La dernière épidémie d’Ebola qui sévit depuis quelques mois dans la province du Nord Kivu semble être une épine dans les pieds du personnel de la santé et du gouvernement censés apporter la riposte. Ceci, du fait que cette énième épidémie de ce virus intrusif se localise dans une zone considérée comme le ventre mou de la RDC, en raison de l’insécurité qui y règne depuis plus d’une décennie.
Toutes les langues s’accordent pour dire que le réveil du virus Ebola en RDC est particulièrement inquiétant. Car cette fois, le virus frappe dans l’est du pays, près de la ville de Beni dans le nord Kivu. Or la région est au cœur d’un conflit qui oppose l’armée régulière à des rebelles. Pas plus tard que le 24 août 2018, des combats ont eu lieu au nord de la ville.

* Données fournies *

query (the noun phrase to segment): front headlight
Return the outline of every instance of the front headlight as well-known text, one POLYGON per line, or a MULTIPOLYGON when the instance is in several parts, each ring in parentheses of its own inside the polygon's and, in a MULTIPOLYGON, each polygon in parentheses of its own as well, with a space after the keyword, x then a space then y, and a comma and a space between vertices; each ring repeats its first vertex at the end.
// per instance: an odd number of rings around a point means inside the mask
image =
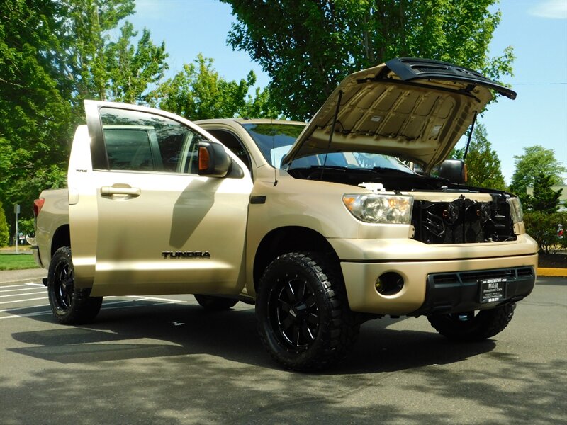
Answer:
POLYGON ((411 221, 412 196, 345 193, 342 202, 354 217, 364 222, 409 225, 411 221))
POLYGON ((510 205, 510 216, 512 217, 512 221, 515 223, 523 221, 524 212, 522 210, 522 203, 520 202, 520 198, 514 196, 508 198, 506 200, 510 205))

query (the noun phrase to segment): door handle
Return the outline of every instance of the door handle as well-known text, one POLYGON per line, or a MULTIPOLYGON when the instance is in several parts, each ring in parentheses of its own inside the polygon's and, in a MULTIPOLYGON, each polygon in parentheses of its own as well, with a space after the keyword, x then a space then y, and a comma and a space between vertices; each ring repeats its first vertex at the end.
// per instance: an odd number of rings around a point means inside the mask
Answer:
POLYGON ((129 196, 140 196, 142 191, 140 188, 123 188, 117 186, 102 186, 101 195, 102 196, 112 196, 113 195, 128 195, 129 196))

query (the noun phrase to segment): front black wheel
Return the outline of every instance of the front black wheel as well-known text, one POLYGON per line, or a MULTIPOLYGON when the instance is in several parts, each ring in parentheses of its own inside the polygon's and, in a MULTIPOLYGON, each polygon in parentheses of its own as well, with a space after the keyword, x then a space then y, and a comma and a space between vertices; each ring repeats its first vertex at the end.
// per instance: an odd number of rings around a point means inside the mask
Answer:
POLYGON ((221 311, 228 310, 236 305, 238 300, 232 298, 223 298, 222 297, 215 297, 214 295, 201 295, 195 294, 193 295, 197 302, 203 308, 211 311, 221 311))
POLYGON ((102 297, 91 297, 91 289, 74 285, 74 268, 69 246, 53 254, 47 273, 47 294, 53 315, 64 324, 92 322, 99 314, 102 297))
POLYGON ((337 266, 315 253, 286 254, 272 261, 259 282, 256 315, 268 351, 293 370, 340 361, 359 328, 337 266))
POLYGON ((503 331, 515 308, 516 303, 511 302, 478 312, 427 316, 427 319, 435 330, 449 339, 482 341, 503 331))

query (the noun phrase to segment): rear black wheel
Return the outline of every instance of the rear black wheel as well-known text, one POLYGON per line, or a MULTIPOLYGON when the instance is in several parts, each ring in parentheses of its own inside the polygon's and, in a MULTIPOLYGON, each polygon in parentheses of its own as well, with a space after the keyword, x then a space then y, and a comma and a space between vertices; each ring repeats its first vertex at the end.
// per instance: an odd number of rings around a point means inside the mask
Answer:
POLYGON ((336 266, 322 256, 290 253, 260 280, 256 300, 260 338, 284 368, 317 370, 342 359, 359 325, 336 266))
POLYGON ((91 289, 74 285, 71 249, 63 246, 51 259, 47 273, 47 295, 55 318, 64 324, 92 322, 99 314, 102 297, 91 297, 91 289))
POLYGON ((208 310, 220 311, 228 310, 236 305, 236 303, 238 302, 238 300, 215 297, 214 295, 195 294, 193 296, 197 300, 197 302, 199 303, 199 305, 208 310))
POLYGON ((439 334, 456 341, 482 341, 494 336, 508 326, 514 316, 516 303, 491 310, 427 316, 439 334))

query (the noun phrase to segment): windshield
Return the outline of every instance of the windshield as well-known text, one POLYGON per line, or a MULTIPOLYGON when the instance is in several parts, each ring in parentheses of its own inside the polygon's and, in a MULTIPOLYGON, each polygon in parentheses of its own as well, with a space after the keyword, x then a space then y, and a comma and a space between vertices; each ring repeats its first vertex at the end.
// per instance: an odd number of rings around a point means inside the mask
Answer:
POLYGON ((301 124, 242 124, 271 166, 279 167, 305 125, 301 124), (277 164, 277 166, 274 165, 277 164))
MULTIPOLYGON (((266 161, 272 166, 279 168, 281 159, 289 152, 299 134, 305 128, 301 124, 242 124, 258 147, 266 161)), ((345 167, 349 169, 383 170, 393 169, 413 174, 411 169, 394 157, 366 152, 330 152, 327 155, 319 154, 294 159, 290 164, 291 169, 321 166, 345 167)))

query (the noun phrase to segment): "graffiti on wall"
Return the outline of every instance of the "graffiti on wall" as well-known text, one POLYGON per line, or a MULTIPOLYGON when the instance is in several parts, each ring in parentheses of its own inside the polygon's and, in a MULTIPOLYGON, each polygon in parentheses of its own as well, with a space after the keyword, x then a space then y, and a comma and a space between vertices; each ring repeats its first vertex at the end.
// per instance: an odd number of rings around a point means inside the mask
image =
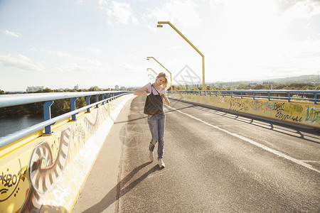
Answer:
POLYGON ((171 97, 244 112, 273 119, 320 127, 320 108, 311 103, 286 102, 267 99, 171 94, 171 97))
POLYGON ((108 106, 102 105, 60 132, 39 141, 21 158, 0 164, 1 212, 67 212, 63 205, 74 192, 68 185, 57 183, 67 165, 81 153, 108 114, 108 106), (48 193, 54 199, 44 202, 48 193))
POLYGON ((306 109, 306 119, 304 121, 310 124, 314 124, 316 122, 320 124, 320 109, 316 109, 315 106, 307 107, 306 109))

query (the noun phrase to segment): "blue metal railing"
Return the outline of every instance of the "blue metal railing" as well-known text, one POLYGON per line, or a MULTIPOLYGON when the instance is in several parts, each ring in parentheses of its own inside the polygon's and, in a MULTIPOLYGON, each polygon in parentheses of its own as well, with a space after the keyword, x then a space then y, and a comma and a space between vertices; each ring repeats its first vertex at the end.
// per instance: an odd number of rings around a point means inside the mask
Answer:
POLYGON ((51 125, 58 121, 71 117, 73 121, 76 120, 76 114, 79 112, 87 110, 90 112, 90 109, 92 106, 99 107, 99 104, 105 104, 124 94, 132 94, 133 92, 50 92, 50 93, 33 93, 24 94, 1 94, 0 95, 0 107, 17 106, 26 104, 46 102, 43 104, 44 121, 23 129, 18 132, 14 133, 0 138, 0 148, 9 144, 10 143, 21 139, 28 135, 38 131, 45 129, 45 134, 50 134, 51 125), (90 97, 95 95, 96 102, 90 104, 90 97), (102 95, 101 101, 98 101, 100 95, 102 95), (78 97, 85 97, 85 106, 75 109, 75 101, 78 97), (50 106, 54 100, 70 99, 71 111, 51 119, 50 106))
POLYGON ((316 104, 320 102, 320 91, 309 90, 174 90, 169 94, 186 94, 194 95, 208 95, 215 97, 248 97, 255 99, 282 99, 290 102, 292 99, 313 102, 316 104), (294 97, 298 95, 298 97, 294 97), (304 96, 301 97, 300 96, 304 96))

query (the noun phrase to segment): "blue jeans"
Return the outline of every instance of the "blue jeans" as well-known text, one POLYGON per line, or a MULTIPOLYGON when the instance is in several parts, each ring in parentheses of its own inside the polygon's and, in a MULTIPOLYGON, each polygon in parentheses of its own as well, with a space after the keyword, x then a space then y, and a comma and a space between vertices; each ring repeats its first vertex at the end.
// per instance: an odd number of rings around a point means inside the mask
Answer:
POLYGON ((150 151, 154 151, 156 142, 159 142, 158 159, 162 158, 164 155, 165 122, 166 114, 164 113, 148 116, 149 128, 150 129, 152 136, 152 138, 149 146, 149 150, 150 151))

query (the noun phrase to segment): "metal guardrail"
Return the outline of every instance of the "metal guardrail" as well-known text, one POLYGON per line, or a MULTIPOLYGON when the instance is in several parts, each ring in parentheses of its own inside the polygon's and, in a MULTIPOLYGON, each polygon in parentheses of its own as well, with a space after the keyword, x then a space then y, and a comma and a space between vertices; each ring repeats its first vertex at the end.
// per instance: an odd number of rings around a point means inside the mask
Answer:
POLYGON ((133 92, 50 92, 50 93, 33 93, 26 94, 1 94, 0 95, 0 107, 22 105, 36 102, 46 102, 43 104, 44 121, 33 125, 18 132, 16 132, 0 138, 0 148, 10 143, 21 139, 28 135, 45 129, 45 134, 50 134, 51 125, 58 121, 72 117, 73 121, 76 120, 75 115, 79 112, 87 110, 95 105, 97 108, 100 104, 104 104, 124 94, 132 94, 133 92), (95 95, 95 102, 90 104, 91 96, 95 95), (98 101, 100 95, 102 95, 100 101, 98 101), (78 97, 85 97, 87 105, 78 109, 75 109, 75 101, 78 97), (105 98, 106 97, 106 98, 105 98), (70 99, 71 111, 51 119, 50 106, 54 100, 70 99))
POLYGON ((188 94, 194 95, 248 97, 253 99, 282 99, 290 102, 292 100, 313 102, 316 104, 320 102, 320 91, 309 90, 174 90, 168 91, 169 94, 188 94), (298 97, 294 97, 298 95, 298 97), (301 97, 300 96, 304 96, 301 97))

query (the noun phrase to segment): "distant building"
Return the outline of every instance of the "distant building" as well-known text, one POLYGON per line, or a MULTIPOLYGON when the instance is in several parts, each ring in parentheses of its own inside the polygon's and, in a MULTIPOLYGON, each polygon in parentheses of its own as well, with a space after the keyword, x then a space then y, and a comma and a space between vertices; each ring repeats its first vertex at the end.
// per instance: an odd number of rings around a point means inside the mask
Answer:
POLYGON ((44 89, 43 86, 42 87, 27 87, 26 92, 36 92, 38 90, 44 89))

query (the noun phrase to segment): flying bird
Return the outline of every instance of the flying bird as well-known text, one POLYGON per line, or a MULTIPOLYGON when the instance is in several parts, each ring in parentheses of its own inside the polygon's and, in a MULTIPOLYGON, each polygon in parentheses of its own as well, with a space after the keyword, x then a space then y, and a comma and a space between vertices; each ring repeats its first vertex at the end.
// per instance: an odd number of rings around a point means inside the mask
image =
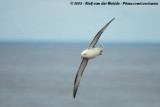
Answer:
POLYGON ((108 25, 114 20, 115 18, 113 18, 110 22, 108 22, 98 33, 97 35, 94 37, 94 39, 92 40, 90 46, 85 49, 82 53, 81 53, 81 64, 79 66, 78 72, 76 74, 75 80, 74 80, 74 89, 73 89, 73 98, 75 98, 77 90, 78 90, 78 86, 80 84, 80 80, 83 74, 83 71, 85 69, 85 67, 87 66, 88 60, 95 58, 96 56, 99 56, 102 54, 103 51, 103 45, 100 44, 100 46, 95 47, 96 43, 98 42, 100 36, 102 35, 102 33, 104 32, 104 30, 108 27, 108 25))

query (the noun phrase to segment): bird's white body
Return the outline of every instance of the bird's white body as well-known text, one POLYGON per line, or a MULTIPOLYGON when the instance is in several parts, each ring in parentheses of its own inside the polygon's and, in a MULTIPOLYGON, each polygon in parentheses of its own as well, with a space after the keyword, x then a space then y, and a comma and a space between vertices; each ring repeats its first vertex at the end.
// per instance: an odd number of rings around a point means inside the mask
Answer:
POLYGON ((78 90, 78 86, 80 84, 80 80, 83 74, 83 71, 85 69, 85 67, 87 66, 88 60, 95 58, 98 55, 101 55, 102 51, 103 51, 103 45, 101 44, 100 46, 95 48, 96 43, 98 42, 101 34, 104 32, 104 30, 108 27, 108 25, 114 20, 115 18, 113 18, 110 22, 108 22, 98 33, 97 35, 94 37, 94 39, 92 40, 91 44, 89 45, 88 49, 85 49, 82 53, 81 53, 81 64, 78 68, 78 72, 76 74, 75 80, 74 80, 74 88, 73 88, 73 98, 75 98, 77 90, 78 90))
POLYGON ((85 49, 81 53, 81 57, 92 59, 92 58, 95 58, 96 56, 101 55, 102 51, 103 51, 103 45, 101 44, 99 47, 96 47, 96 48, 85 49))

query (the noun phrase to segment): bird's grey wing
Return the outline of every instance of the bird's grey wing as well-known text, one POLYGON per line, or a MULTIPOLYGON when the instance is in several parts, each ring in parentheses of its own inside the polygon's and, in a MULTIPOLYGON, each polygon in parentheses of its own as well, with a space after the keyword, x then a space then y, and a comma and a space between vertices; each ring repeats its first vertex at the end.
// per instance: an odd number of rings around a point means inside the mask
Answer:
POLYGON ((108 22, 98 33, 97 35, 94 37, 94 39, 92 40, 90 46, 89 46, 89 49, 90 48, 94 48, 97 41, 99 40, 101 34, 104 32, 104 30, 108 27, 108 25, 114 20, 115 18, 113 18, 110 22, 108 22))
POLYGON ((76 93, 77 93, 77 90, 78 90, 78 86, 80 84, 80 80, 81 80, 83 71, 84 71, 85 67, 87 66, 87 63, 88 63, 88 59, 83 58, 83 60, 81 62, 81 65, 79 66, 76 78, 74 80, 74 89, 73 89, 73 97, 74 98, 76 96, 76 93))

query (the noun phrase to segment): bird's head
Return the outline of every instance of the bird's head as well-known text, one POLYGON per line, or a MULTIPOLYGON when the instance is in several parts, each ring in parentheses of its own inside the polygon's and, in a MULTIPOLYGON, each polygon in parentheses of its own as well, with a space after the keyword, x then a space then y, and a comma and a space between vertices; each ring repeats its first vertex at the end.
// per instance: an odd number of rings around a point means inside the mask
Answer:
POLYGON ((86 58, 87 57, 87 54, 88 54, 88 50, 84 50, 82 53, 81 53, 81 59, 82 58, 86 58))

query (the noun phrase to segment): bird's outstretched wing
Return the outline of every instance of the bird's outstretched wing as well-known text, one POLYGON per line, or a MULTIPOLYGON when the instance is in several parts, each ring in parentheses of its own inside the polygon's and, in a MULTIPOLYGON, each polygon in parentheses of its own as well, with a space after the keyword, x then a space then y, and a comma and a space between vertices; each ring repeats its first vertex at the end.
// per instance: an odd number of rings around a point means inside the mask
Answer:
POLYGON ((101 34, 104 32, 104 30, 108 27, 108 25, 114 20, 115 18, 113 18, 110 22, 108 22, 98 33, 97 35, 94 37, 94 39, 92 40, 89 49, 90 48, 94 48, 98 39, 100 38, 101 34))
POLYGON ((74 80, 74 89, 73 89, 73 97, 74 98, 76 96, 76 93, 77 93, 77 90, 78 90, 78 86, 80 84, 80 80, 81 80, 83 71, 84 71, 85 67, 87 66, 87 63, 88 63, 88 59, 83 58, 83 60, 81 62, 81 65, 79 66, 76 78, 74 80))

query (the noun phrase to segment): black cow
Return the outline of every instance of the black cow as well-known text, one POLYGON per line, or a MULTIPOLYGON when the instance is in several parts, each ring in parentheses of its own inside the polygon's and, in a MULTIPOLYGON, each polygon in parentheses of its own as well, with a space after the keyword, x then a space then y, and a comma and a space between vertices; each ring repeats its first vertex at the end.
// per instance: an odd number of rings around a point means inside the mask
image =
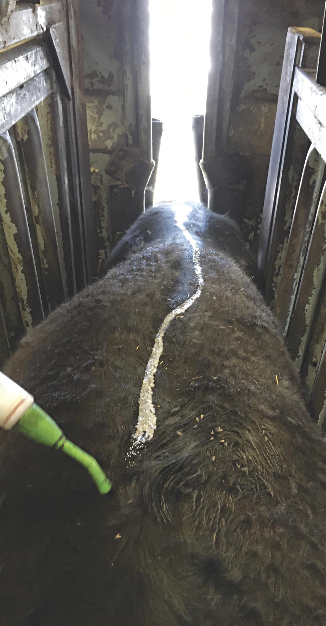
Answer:
POLYGON ((326 450, 229 219, 147 212, 4 371, 107 472, 0 438, 1 626, 326 623, 326 450), (165 316, 154 436, 129 456, 165 316))

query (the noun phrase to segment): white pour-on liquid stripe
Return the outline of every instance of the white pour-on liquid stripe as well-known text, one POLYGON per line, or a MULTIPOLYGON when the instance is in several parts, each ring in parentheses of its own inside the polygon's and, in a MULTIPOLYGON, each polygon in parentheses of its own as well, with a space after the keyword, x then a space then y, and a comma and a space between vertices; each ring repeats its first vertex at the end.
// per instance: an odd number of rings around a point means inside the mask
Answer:
POLYGON ((156 415, 155 407, 152 403, 152 390, 154 386, 154 376, 159 365, 160 358, 163 352, 163 337, 165 331, 170 322, 177 315, 184 313, 195 300, 199 297, 203 285, 202 269, 200 265, 200 251, 195 240, 185 229, 184 222, 187 214, 190 210, 188 207, 182 207, 183 211, 175 210, 175 220, 178 226, 192 247, 192 260, 195 272, 198 280, 198 289, 195 294, 186 300, 182 304, 177 307, 169 313, 161 326, 154 345, 152 353, 145 371, 145 376, 142 381, 141 395, 139 398, 139 413, 136 429, 132 435, 131 446, 127 456, 131 457, 139 453, 140 448, 144 444, 152 439, 156 428, 156 415), (178 215, 179 213, 179 215, 178 215))

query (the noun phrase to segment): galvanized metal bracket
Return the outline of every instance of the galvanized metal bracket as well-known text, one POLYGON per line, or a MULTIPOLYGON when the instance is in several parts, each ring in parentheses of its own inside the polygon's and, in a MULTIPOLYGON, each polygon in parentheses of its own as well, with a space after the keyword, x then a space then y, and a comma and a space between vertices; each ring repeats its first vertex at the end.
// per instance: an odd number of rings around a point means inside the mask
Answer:
POLYGON ((16 0, 1 0, 0 2, 0 23, 7 19, 16 9, 16 0))

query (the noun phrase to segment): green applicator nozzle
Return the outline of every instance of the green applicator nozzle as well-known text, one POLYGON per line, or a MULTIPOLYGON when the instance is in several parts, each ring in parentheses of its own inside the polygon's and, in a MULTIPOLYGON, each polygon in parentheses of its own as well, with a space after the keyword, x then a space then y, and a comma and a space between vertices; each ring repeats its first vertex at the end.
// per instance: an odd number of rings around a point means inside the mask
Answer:
POLYGON ((94 457, 69 441, 57 424, 34 402, 32 396, 0 372, 0 426, 16 428, 30 439, 71 456, 91 475, 100 493, 107 493, 111 483, 94 457))
POLYGON ((98 463, 78 446, 69 441, 57 424, 35 403, 26 411, 16 428, 30 439, 49 448, 61 450, 77 463, 84 465, 93 479, 100 493, 108 493, 111 483, 98 463))

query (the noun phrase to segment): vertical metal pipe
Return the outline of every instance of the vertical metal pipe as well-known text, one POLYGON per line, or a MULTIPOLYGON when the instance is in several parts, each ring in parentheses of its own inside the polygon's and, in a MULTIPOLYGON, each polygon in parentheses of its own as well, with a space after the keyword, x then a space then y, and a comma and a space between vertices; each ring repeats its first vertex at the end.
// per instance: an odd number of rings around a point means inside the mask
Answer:
POLYGON ((7 131, 0 135, 0 215, 26 328, 44 319, 18 169, 7 131))
POLYGON ((163 122, 155 118, 152 120, 152 158, 155 165, 145 190, 145 208, 148 208, 149 207, 152 207, 153 205, 162 132, 163 122))
POLYGON ((11 349, 24 333, 24 326, 17 297, 15 282, 7 248, 7 243, 0 219, 0 300, 2 314, 11 349))
POLYGON ((4 317, 0 300, 0 367, 10 354, 9 339, 6 329, 4 317))
POLYGON ((24 159, 49 310, 64 299, 61 265, 52 207, 43 143, 35 110, 16 125, 24 159))
POLYGON ((200 202, 207 206, 208 190, 206 187, 202 168, 200 165, 202 158, 202 145, 204 141, 204 115, 194 115, 192 118, 192 133, 195 145, 195 161, 196 163, 198 191, 200 202))
POLYGON ((326 87, 326 3, 324 12, 323 29, 319 48, 316 82, 322 87, 326 87))
POLYGON ((42 264, 41 262, 41 257, 39 255, 39 245, 37 244, 37 237, 36 235, 36 230, 35 229, 35 224, 34 222, 34 217, 32 212, 32 207, 31 206, 31 202, 29 201, 29 193, 28 191, 28 186, 27 183, 26 175, 25 172, 25 168, 24 167, 24 159, 22 158, 21 145, 19 142, 16 141, 16 140, 14 127, 12 126, 12 128, 9 129, 8 132, 9 134, 10 138, 11 140, 12 147, 14 148, 14 152, 16 156, 16 162, 17 163, 17 167, 18 168, 18 173, 21 181, 21 190, 22 192, 22 198, 24 200, 24 204, 25 205, 25 211, 26 212, 26 218, 27 220, 28 229, 29 230, 29 237, 31 237, 31 242, 32 244, 32 249, 33 250, 35 267, 36 268, 36 274, 37 275, 37 280, 39 282, 41 298, 42 300, 42 304, 43 305, 43 312, 44 314, 44 316, 46 317, 46 316, 49 314, 49 306, 47 304, 47 299, 46 297, 46 289, 44 287, 43 272, 42 270, 42 264))
POLYGON ((56 90, 37 108, 57 232, 65 297, 76 293, 67 156, 61 101, 56 90))

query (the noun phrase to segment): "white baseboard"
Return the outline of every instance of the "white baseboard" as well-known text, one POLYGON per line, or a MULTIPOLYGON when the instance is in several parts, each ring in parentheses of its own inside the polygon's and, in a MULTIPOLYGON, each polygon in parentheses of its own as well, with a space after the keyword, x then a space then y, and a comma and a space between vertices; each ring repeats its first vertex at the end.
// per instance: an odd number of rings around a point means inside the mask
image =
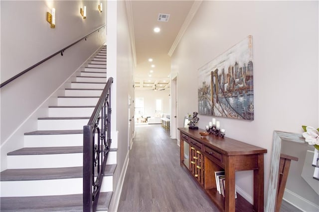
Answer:
POLYGON ((319 206, 288 189, 285 189, 283 199, 303 212, 318 212, 319 206))
POLYGON ((244 190, 238 187, 237 186, 236 186, 236 191, 240 195, 240 196, 243 197, 244 199, 248 201, 249 203, 252 205, 254 204, 254 201, 253 200, 252 197, 245 192, 244 190))
POLYGON ((120 180, 119 180, 118 183, 116 185, 115 191, 113 192, 113 195, 112 196, 112 200, 110 203, 110 206, 109 207, 108 212, 117 212, 118 211, 119 204, 120 203, 120 198, 121 198, 121 194, 122 194, 122 189, 123 187, 124 179, 125 179, 125 175, 126 174, 128 166, 129 165, 129 154, 130 151, 128 151, 126 155, 126 157, 125 158, 123 167, 122 169, 122 171, 121 172, 120 180))

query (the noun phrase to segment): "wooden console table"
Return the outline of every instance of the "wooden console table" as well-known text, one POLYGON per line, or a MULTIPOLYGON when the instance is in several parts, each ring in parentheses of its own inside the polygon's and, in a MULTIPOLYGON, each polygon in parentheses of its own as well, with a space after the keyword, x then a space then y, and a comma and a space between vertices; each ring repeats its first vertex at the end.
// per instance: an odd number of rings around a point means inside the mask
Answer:
MULTIPOLYGON (((264 211, 264 153, 267 149, 229 138, 213 135, 201 137, 202 129, 179 128, 180 165, 184 166, 223 212, 235 212, 235 172, 254 171, 255 212, 264 211), (184 161, 184 142, 189 144, 189 158, 184 161), (186 166, 186 164, 189 164, 186 166), (225 197, 216 190, 215 172, 225 171, 225 197)), ((243 198, 237 195, 238 199, 243 198)))

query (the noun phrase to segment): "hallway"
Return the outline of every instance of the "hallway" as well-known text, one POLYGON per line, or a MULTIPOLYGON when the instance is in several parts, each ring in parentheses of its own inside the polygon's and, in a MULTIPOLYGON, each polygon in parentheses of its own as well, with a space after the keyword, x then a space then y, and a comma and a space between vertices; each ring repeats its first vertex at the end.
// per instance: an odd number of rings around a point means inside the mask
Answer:
POLYGON ((179 147, 160 124, 137 125, 118 212, 218 212, 179 164, 179 147))

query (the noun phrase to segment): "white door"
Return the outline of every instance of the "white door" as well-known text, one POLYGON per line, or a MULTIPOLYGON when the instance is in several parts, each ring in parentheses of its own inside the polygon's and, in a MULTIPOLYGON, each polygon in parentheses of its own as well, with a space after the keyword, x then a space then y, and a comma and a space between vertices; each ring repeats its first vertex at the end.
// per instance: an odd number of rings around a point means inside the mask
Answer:
POLYGON ((133 120, 133 118, 132 116, 132 100, 131 99, 131 96, 129 95, 129 109, 128 109, 129 122, 128 122, 128 130, 129 130, 129 131, 128 132, 128 146, 129 148, 129 150, 131 149, 131 148, 132 148, 132 145, 133 142, 133 139, 132 139, 133 135, 132 135, 131 127, 133 124, 132 121, 134 121, 134 120, 133 120))
POLYGON ((173 78, 171 82, 171 118, 170 118, 170 137, 172 139, 177 138, 178 116, 177 107, 177 77, 173 78))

* Travail demandé *
Recopiez mot pour mot la partie de l'extrait sur l'épidémie d'Ebola qui s'ouvre sur les mots contenant "La dernière épidémie" et se termine par "de la ville.".

* Zone de réponse *
La dernière épidémie d’Ebola qui sévit depuis quelques mois dans la province du Nord Kivu semble être une épine dans les pieds du personnel de la santé et du gouvernement censés apporter la riposte. Ceci, du fait que cette énième épidémie de ce virus intrusif se localise dans une zone considérée comme le ventre mou de la RDC, en raison de l’insécurité qui y règne depuis plus d’une décennie.
Toutes les langues s’accordent pour dire que le réveil du virus Ebola en RDC est particulièrement inquiétant. Car cette fois, le virus frappe dans l’est du pays, près de la ville de Beni dans le nord Kivu. Or la région est au cœur d’un conflit qui oppose l’armée régulière à des rebelles. Pas plus tard que le 24 août 2018, des combats ont eu lieu au nord de la ville.